Output every one of the entries below verbatim, from first to last.

══════

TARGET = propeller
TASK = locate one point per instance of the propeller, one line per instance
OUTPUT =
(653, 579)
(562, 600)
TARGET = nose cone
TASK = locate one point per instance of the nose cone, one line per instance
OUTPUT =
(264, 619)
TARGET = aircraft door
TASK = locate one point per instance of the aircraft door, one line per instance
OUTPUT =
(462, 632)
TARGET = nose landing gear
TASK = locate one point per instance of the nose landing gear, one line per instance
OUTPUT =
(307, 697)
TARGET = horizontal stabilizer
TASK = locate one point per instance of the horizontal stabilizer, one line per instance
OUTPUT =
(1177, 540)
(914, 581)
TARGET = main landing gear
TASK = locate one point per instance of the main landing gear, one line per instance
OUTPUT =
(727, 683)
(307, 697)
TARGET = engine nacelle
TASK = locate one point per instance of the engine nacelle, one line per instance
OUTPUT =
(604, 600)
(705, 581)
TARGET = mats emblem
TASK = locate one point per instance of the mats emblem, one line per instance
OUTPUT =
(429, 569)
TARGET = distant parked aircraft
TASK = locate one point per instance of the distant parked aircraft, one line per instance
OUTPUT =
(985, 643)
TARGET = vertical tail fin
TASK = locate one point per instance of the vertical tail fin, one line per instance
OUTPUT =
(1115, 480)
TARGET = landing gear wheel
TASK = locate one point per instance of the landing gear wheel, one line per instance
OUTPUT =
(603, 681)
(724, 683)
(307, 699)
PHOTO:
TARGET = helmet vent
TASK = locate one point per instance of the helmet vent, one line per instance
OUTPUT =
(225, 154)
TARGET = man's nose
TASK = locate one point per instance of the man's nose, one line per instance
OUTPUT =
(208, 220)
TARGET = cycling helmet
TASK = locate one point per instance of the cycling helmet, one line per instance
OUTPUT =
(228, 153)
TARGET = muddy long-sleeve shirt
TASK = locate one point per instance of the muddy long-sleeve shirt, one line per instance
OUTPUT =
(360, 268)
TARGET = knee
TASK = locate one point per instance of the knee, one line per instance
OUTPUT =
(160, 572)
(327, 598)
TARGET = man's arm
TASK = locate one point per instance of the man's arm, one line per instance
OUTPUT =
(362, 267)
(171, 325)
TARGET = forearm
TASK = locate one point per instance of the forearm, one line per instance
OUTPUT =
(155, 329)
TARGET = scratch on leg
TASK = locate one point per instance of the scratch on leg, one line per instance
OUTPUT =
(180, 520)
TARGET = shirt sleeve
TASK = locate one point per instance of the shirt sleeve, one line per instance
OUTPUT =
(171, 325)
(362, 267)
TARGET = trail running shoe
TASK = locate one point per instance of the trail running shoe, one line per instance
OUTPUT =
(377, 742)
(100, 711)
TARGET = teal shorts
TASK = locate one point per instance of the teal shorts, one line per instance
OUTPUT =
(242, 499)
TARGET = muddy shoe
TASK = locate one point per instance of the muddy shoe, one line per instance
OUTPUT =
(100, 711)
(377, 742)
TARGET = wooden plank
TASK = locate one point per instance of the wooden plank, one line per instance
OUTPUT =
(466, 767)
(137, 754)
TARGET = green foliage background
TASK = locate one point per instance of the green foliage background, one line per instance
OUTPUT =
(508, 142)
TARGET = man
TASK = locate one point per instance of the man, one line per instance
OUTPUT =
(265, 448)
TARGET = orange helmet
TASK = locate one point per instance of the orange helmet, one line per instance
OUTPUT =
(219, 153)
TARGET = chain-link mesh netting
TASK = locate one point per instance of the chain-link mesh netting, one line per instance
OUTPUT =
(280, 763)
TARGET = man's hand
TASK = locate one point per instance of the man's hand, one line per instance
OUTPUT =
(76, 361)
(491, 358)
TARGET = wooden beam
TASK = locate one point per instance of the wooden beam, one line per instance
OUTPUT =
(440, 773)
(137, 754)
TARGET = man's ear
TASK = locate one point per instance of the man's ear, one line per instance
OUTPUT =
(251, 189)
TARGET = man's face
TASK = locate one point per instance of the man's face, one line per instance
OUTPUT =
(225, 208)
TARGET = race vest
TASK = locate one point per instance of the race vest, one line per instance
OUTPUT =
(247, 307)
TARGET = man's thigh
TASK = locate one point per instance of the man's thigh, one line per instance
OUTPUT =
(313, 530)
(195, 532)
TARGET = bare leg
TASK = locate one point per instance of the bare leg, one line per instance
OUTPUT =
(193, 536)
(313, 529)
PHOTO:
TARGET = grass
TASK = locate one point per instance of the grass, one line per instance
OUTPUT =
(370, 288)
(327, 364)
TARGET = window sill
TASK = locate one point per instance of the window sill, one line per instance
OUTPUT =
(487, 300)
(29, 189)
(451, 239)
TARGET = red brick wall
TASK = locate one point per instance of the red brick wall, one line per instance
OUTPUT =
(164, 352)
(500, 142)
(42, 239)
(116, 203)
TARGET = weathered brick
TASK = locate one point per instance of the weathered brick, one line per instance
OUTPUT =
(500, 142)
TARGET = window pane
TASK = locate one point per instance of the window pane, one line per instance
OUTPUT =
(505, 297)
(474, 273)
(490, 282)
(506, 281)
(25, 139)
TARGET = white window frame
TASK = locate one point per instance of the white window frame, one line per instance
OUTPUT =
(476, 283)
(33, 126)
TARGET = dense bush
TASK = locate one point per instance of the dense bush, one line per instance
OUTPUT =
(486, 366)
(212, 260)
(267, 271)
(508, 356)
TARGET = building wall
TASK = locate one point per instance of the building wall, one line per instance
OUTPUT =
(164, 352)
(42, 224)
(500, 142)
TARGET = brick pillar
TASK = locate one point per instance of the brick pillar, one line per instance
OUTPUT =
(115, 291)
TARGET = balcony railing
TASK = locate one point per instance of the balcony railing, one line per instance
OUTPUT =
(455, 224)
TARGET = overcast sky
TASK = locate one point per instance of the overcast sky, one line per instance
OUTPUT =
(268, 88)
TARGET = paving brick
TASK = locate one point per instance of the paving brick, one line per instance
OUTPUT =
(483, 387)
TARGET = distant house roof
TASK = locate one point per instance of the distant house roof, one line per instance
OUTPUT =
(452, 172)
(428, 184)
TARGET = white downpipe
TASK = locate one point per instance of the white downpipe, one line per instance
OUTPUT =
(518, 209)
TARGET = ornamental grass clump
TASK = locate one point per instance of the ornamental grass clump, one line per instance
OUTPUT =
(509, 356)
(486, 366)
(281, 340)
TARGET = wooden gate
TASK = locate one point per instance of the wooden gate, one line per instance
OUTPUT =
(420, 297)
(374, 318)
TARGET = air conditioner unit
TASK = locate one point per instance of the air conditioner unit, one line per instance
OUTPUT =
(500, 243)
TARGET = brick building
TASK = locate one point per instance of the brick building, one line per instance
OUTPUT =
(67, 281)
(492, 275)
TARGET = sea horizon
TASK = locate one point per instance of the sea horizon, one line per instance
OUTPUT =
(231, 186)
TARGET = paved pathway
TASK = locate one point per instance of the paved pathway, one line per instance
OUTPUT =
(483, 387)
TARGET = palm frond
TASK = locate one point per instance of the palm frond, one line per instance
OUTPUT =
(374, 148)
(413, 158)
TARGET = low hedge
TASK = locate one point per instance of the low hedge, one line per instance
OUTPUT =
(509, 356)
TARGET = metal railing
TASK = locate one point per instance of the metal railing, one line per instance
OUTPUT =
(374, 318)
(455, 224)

══════

-- Solution --
TARGET = propeller
TASK = locate one point per instance of the propeller, one line per instance
OUTPUT =
(653, 579)
(562, 600)
TARGET = nose cone
TASK = locate one point per instance of the nose cone, one line per instance
OUTPUT =
(264, 619)
TARGET = aircraft door
TASK = locate one point per instance of the aircraft door, one line per instance
OUTPUT =
(462, 632)
TARGET = nose landing gear
TASK = locate one point per instance of the nose landing gear, one line per instance
OUTPUT =
(307, 697)
TARGET = horizontal stabilizer
TASK = locate one point per instance of the horizontal stabilizer, one line per instance
OUTPUT =
(1177, 540)
(914, 581)
TARGET = main landing gear
TASK = locate one point per instance of the main landing gear, one line per instance
OUTPUT =
(727, 683)
(307, 697)
TARGET = engine nacelle
TASK = locate one point per instance of the engine nacelle, one line per instance
OUTPUT =
(604, 600)
(705, 581)
TARGET = mats emblem
TASK = locate one point per instance of the mats emblem, one line per instance
OUTPUT =
(429, 569)
TARGET = distant parked aircraft
TASK = locate one point per instance of the distant parked aircraft, one line per instance
OUTPUT =
(985, 643)
TARGET = vertical tail fin
TASK = locate one point per instance of the vertical tail fin, one line per instance
OUTPUT =
(1115, 480)
TARGET = landing gear wheel
TASK = locate one point per instance of the landing gear wheel, one line per instance
OUTPUT =
(603, 681)
(724, 683)
(307, 699)
PHOTO:
TARGET = helmet vent
TASK = locate one point per instance of the helmet vent, one line per instance
OUTPUT =
(225, 154)
TARGET = man's nose
TASK = locate one point per instance of the man's nose, one line per instance
OUTPUT =
(208, 220)
TARGET = cycling helmet
TASK = locate one point per instance of the cycling helmet, one line per instance
OUTPUT =
(228, 153)
TARGET = muddy long-sleeve shirt
TASK = locate one point per instance of the muddy long-sleeve shirt, one line per instance
OUTPUT =
(360, 268)
TARGET = knee
TASK = locate one point per instance of the knee, one line per instance
OUTPUT =
(160, 572)
(327, 598)
TARGET = man's arm
TASK = locate one point per instance of the man's arm, one line per instance
OUTPUT =
(362, 267)
(171, 325)
TARGET = forearm
TASK = locate one point per instance of the forearm, one line per instance
OUTPUT =
(155, 329)
TARGET = scratch on leg
TASK = locate one point per instance of the scratch on leg, one line per instance
OUTPUT =
(180, 520)
TARGET = shirt sleeve
TASK = locate one point per instance of the shirt sleeve, one line per instance
OUTPUT =
(171, 325)
(362, 267)
TARGET = trail running shoe
TASK = locate one point per instance of the trail running shoe, one line per instance
OUTPUT =
(377, 742)
(100, 711)
TARGET = teal shorts
TASK = locate one point per instance of the teal shorts, one line per instance
OUTPUT =
(242, 499)
TARGET = muddy shoe
TASK = locate one point per instance of the muddy shoe, one line per instance
OUTPUT =
(100, 711)
(377, 742)
TARGET = wooden plank
TASK = locate one point per instance of the wooden plank, one line per instance
OUTPUT =
(466, 767)
(137, 754)
TARGET = green foliage background
TASK = locate one point per instance of the green foliage background, one line per instance
OUTPUT =
(508, 142)
TARGET = man
TASK = locate one point per instance of the man, one line per instance
OUTPUT =
(265, 448)
TARGET = orange helmet
TASK = locate one point per instance of the orange helmet, one line per instance
OUTPUT =
(219, 153)
TARGET = chain-link mesh netting
TASK = locate one point per instance of the chain-link mesh netting, one line per instance
OUTPUT =
(280, 763)
TARGET = man's hand
TASK = locate one point per instance of the man's hand, one line per instance
OUTPUT =
(76, 361)
(491, 358)
TARGET = wooden beam
TASK = locate one point per instance of the wooden beam, one line per instance
OUTPUT =
(440, 773)
(137, 754)
TARGET = man's ear
TASK = locate one point per instance of the man's ear, one line per instance
OUTPUT =
(251, 189)
TARGET = man's face
TASK = locate one point per instance of the man's face, one line per instance
OUTPUT =
(225, 208)
TARGET = race vest
TASK = locate one point per instance of the race vest, one line per instance
OUTPUT =
(247, 307)
TARGET = man's thigh
TASK = locate one point per instance of the man's thigh, one line per instance
OUTPUT =
(313, 530)
(195, 532)
TARGET = bare leg
TASK = locate one point per instance of the bare leg, one line per instance
OUTPUT =
(193, 536)
(313, 529)
PHOTO:
TARGET = grass
TASK = locate one point per instance of the grass, one line per instance
OUTPUT =
(370, 288)
(327, 364)
TARGET = window sill
TASK = locate one point per instance of the window sill, one line per instance
OUTPUT =
(487, 300)
(29, 189)
(451, 239)
TARGET = red brick wall
TASK = locate one point per instance of the red brick wall, one line per instance
OUTPUT =
(164, 352)
(500, 142)
(42, 239)
(116, 203)
TARGET = weathered brick
TASK = locate one point per instance of the weathered brick, one line per instance
OUTPUT =
(500, 142)
TARGET = window pane
TASK = locate one point per instance of the window pane, one line per instance
OUTPUT =
(505, 297)
(474, 273)
(490, 282)
(506, 281)
(25, 139)
TARGET = white window frame
TASK = locate one point per instance of the white window frame, one line per instance
OUTPUT =
(476, 283)
(33, 126)
TARGET = dense bush
TASK = locate one point per instance of the dense bush, one line per instance
OUTPUT =
(486, 366)
(212, 260)
(267, 271)
(508, 356)
TARGET = building wall
TASK = locate one point per instance of the building wall, one line per instance
OUTPUT =
(164, 352)
(42, 224)
(500, 142)
TARGET = brick pillar
TASK = locate one point per instance of the brick pillar, one line per instance
OUTPUT =
(115, 291)
TARGET = balcony railing
TASK = locate one point per instance of the balcony railing, one line per instance
OUTPUT =
(455, 224)
TARGET = overcast sky
TASK = locate one point per instance of the overcast sky, one line per instance
OUTPUT =
(268, 88)
TARGET = paving brick
TASK = locate one point per instance of the paving brick, one line per instance
OUTPUT =
(483, 387)
TARGET = distant house roof
TASK = locate one point per instance of the distant house roof, one line per instance
OUTPUT =
(452, 172)
(428, 184)
TARGET = white downpipe
TASK = locate one point per instance of the white downpipe, one line per instance
OUTPUT =
(518, 209)
TARGET = ornamental grass clump
TASK = locate one point per instance of the ornamental grass clump, one line per instance
OUTPUT =
(509, 356)
(486, 366)
(281, 340)
TARGET = wooden gate
TASK = locate one point per instance of the wooden gate, one line per instance
OUTPUT =
(420, 297)
(374, 318)
TARGET = air conditioner unit
TASK = locate one point per instance of the air conditioner unit, one line per instance
OUTPUT =
(500, 243)
TARGET = brick building
TASK = locate one point per instance of the brick building, one line per instance
OUTPUT =
(67, 281)
(492, 275)
TARGET = sea horizon
TASK = locate one point per instance of the sea horizon, one line per instance
OUTPUT =
(231, 186)
TARGET = paved pathway
TASK = locate one point per instance of the paved pathway, one line per instance
OUTPUT =
(483, 387)
TARGET = palm frond
TASK = locate one point per instance of the palm frond, one line per instance
OUTPUT =
(374, 148)
(413, 158)
TARGET = low hedge
TASK = locate one point per instance of the low hedge, one line per instance
OUTPUT =
(509, 356)
TARGET = metal railing
TASK = locate one point per instance of the metal railing, one line per instance
OUTPUT =
(374, 318)
(455, 224)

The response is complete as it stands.